:: Zitierte Textstelle
# taz.de -- Urteil zu Afghanistan-Leaks: BGH wohl gegen „Zensurheberrecht“
       
       > Im Fall der „Afghanistan-Papiere“ zeichnet sich nun ein Urteil ab: Ein
       > Erfolg für die Pressefreiheit liegt dabei in der Luft.
       
 (IMG) Bild: Nicht so friedlich, wie es scheint: Bundeswehreinsatz in Afghanistan 2006
       
       Der Staat kann das Urheberrecht bald nicht mehr missbrauchen, um unliebsame
       Presseveröffentlichungen zu verhindern. Das zeichnet sich nach der
       mündlichen Verhandlung des Bundesgerichtshofs (BGH) über [1][die
       sogenannten Afghanistan-Papiere] ab.
       
       Der Funke-Mediengruppe wurden Afghanistan-Berichte der Bundesregierung für
       die Jahre 2005 bis 2012 zugespielt, die sie auf ihrem Webangebot
       derwesten.de veröffentlichte. Dagegen klagte die Bundesregierung in zwei
       Instanzen erfolgreich auf Unterlassung und berief sich dabei auf das
       Urheberrecht ihrer Mitarbeiter an den Berichten. Nachdem der BGH den Fall
       2017 dem Europäischen Gerichtshof vorgelegt hatte, muss nun der BGH die
       wohl endgültige Entscheidung treffen.
::::
■ Arbeitsauftrag ■
Führen Sie den Bericht über das BGH-Verfahren zu den Afghanistan-Papieren im Anschluss an seinen letzten Satz fort. Für die Bearbeitung werden die Zeilen nicht benötigt.
:: Datenauszüge
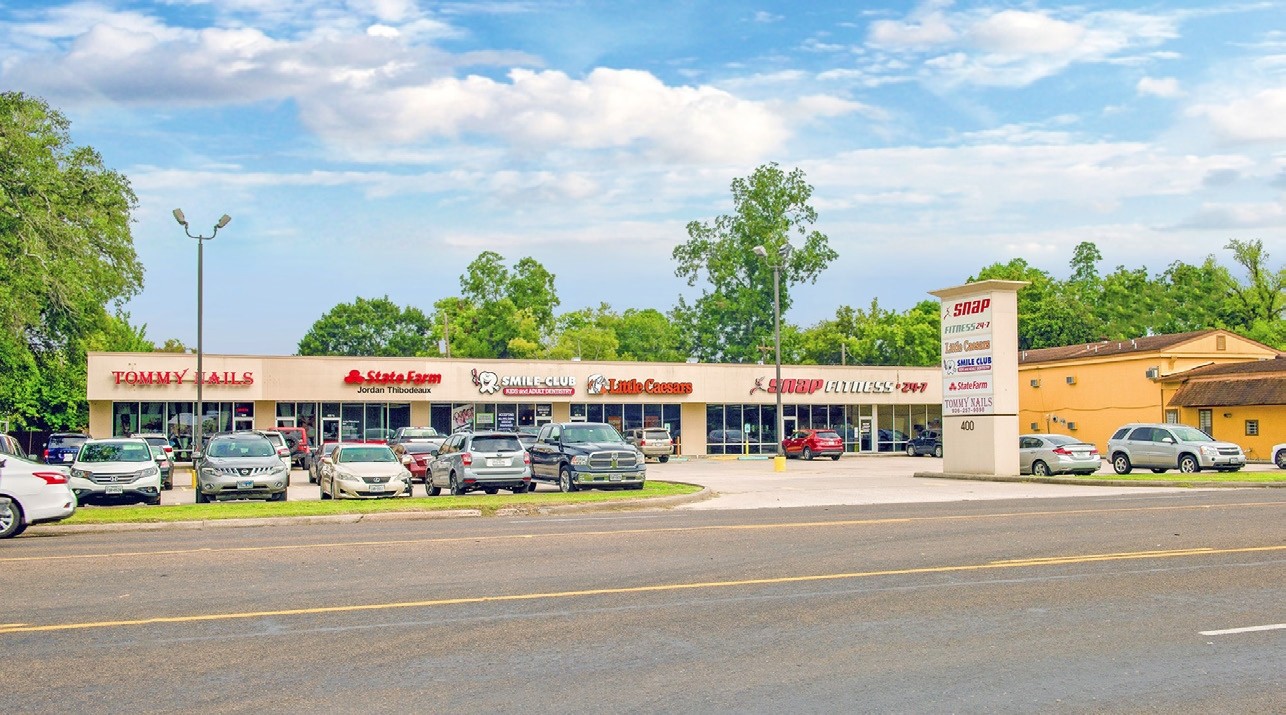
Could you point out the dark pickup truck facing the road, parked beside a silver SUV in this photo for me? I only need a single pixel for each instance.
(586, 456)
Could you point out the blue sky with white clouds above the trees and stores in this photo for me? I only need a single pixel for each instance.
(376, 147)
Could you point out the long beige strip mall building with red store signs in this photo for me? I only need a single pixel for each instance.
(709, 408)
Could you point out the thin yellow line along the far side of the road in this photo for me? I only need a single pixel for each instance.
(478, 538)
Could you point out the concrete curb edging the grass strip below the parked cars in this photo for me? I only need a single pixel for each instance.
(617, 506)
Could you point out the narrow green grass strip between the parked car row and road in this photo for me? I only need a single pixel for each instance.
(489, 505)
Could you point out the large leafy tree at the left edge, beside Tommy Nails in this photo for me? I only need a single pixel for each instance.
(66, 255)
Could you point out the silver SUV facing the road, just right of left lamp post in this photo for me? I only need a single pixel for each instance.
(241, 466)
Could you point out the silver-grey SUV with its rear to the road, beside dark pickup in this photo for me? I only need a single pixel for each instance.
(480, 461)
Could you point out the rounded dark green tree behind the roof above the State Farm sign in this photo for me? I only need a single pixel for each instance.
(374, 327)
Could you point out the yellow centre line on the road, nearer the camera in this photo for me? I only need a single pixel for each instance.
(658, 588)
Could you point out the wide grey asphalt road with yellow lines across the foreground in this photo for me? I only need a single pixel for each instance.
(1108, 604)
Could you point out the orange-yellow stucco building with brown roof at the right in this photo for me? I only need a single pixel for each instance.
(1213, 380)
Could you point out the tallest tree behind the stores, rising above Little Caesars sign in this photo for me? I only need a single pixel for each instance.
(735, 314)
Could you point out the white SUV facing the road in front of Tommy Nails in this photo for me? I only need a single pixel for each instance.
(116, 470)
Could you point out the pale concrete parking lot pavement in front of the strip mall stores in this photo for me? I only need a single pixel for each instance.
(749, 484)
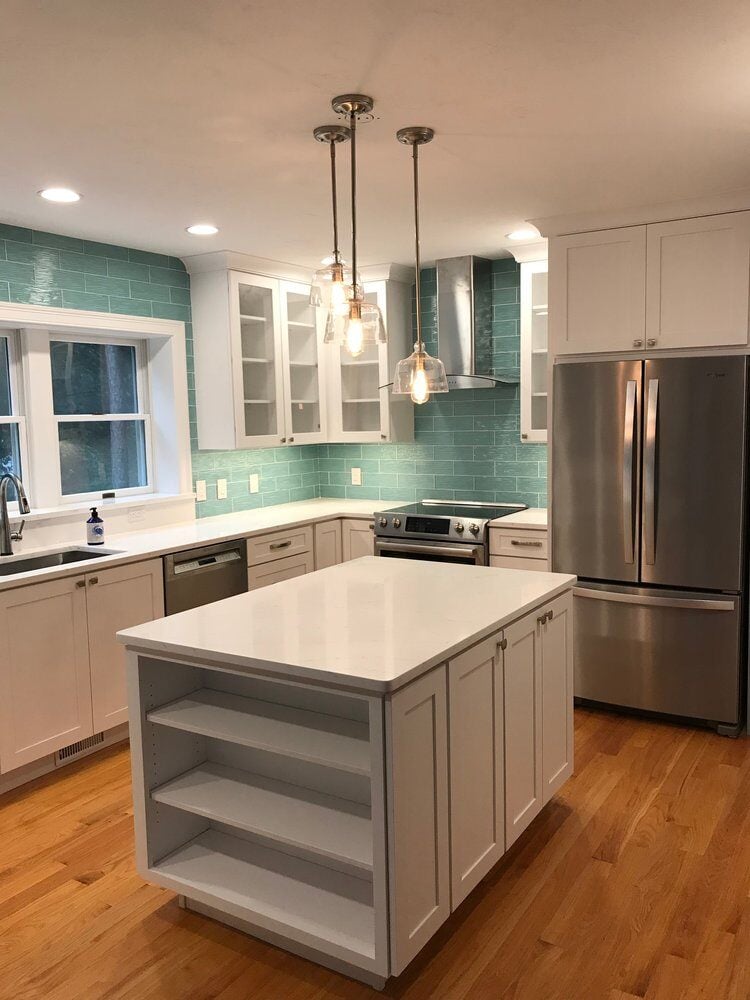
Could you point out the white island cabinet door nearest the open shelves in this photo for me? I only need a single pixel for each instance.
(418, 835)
::::
■ Antwort zur Aufgabe ■
       Der EuGH hatte bezweifelt, ob die Berichte überhaupt urheberrechtlich
       geschützt sind, weil bei bloßen Sachinformationen eventuell kein
       schöpferisches Werk vorliegt. Der BGH wird diese Frage aber voraussichtlich
       offen lassen, da auch die Veröffentlichung eines geschützten Werks durch
       die Presse wohl erlaubt wäre
       
       Funke-Anwalt Thomas von Plehwe berief sich vor dem BGH auf eine
       Erlaubnisnorm im Urheberrechtsgesetz, die die Veröffentlichung geschützter
       Werke zur „Berichterstattung über Tagesereignisse“ erlaubt. Dies sei hier
       offensichtlich gegeben. „Die Presse versuchte hier aufzudecken, dass der
       Afghanistan-Krieg verniedlicht wird“, so von Plehwe, „die Presse agiert
       hier als Wachhund der Öffentlichkeit.“ Dies müsse Vorrang haben vor dem
       Urheberrecht einzelner Mitarbeiter.
       
       ## Schutz des Autors
       
       Für die Bundesregierung widersprach Anwalt Peter Baukelmann: „Es gehört zum
       Urheberrecht, dass ein Autor selbst entscheiden kann, ob er ein Werk
       veröffentlicht oder nicht.“ Die Preisgabe geschützter Informationen hätte
       das Leben von deutschen Soldaten gefährden können. Deshalb komme dem
       Urheberrecht hier größeres Gewicht zu.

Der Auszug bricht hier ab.